#Weekly Contest - Best Diary Game
Today my mbbs 4th professional supplementary result is announced and i got detained... Me and my family completely bashed from this shocking result...to be a doctor is not that easy that degree is handed over to you in a tray ..one have to work hard day and night for it ..i had always been fighter and determined for my goal but this year I'm facing a major failure i could not pick up my shattered peices I'm torn and broken it seems like the world has ended to me and I'm dead inside ... I don't enjoy pizzas anymore I don't like to see my friends relatives.. I'm bashed ....and made my maa papa sad ... I've become the cause of their distress. I always got first postion .i used to bring trophies to my home and today i brought a massive failue to my home and homies . I've to repeat this year now. this was the time i would be so close to my destination but I'm facing failure.i don't have any person whom i can tell what are my feelings. Everyone is somewhere settled in their life no one bothers about me .My friends party that day and i was there weeping alone in my blanket .my maa have always been a great support to me she says
##there is always a kher in every delay "

· · · · · · ·

GOALS:
1. In the diary entry, which words does the writer put right after "I'm" to describe how they feel?
2. According to the diary entry, what does the writer now have to do because of the result?

GIVEN MATERIAL:
· · · · · · ·

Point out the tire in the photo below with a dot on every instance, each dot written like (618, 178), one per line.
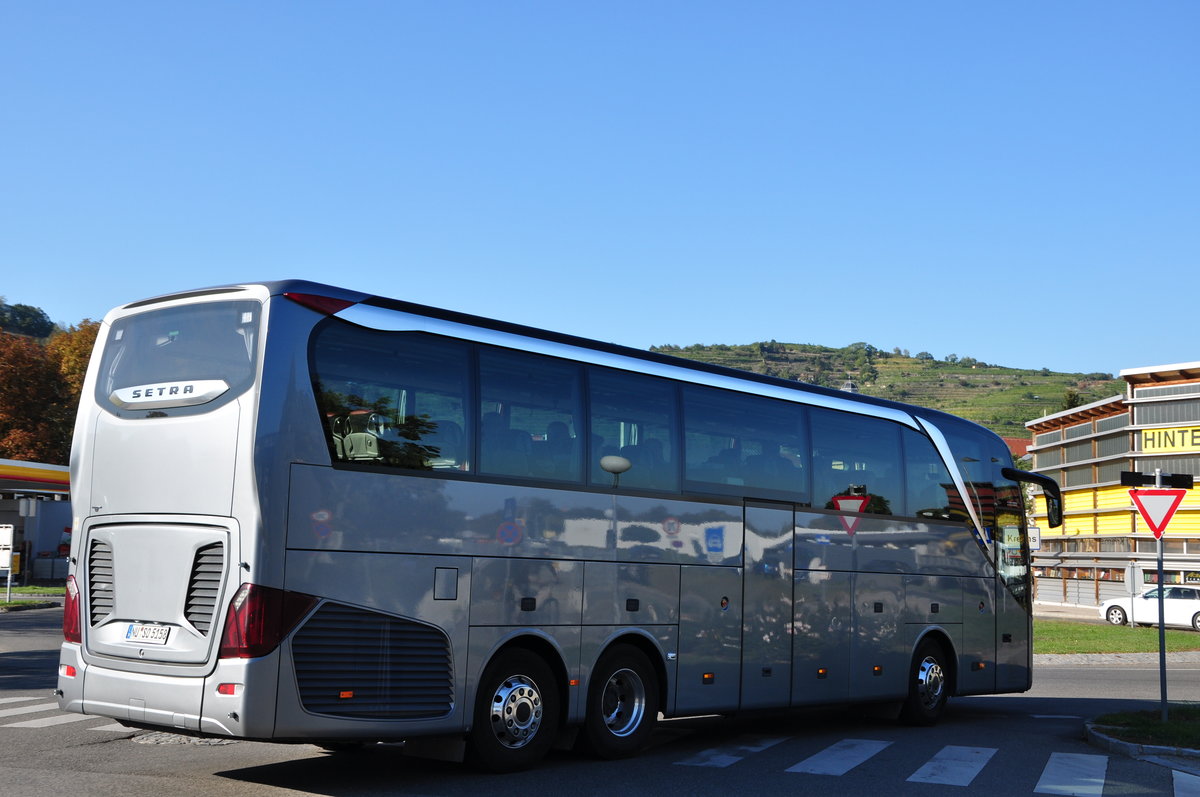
(623, 703)
(928, 687)
(516, 713)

· · · · · · ·

THE REPLIES:
1. torn, broken, dead inside, bashed

2. The writer has to repeat the year.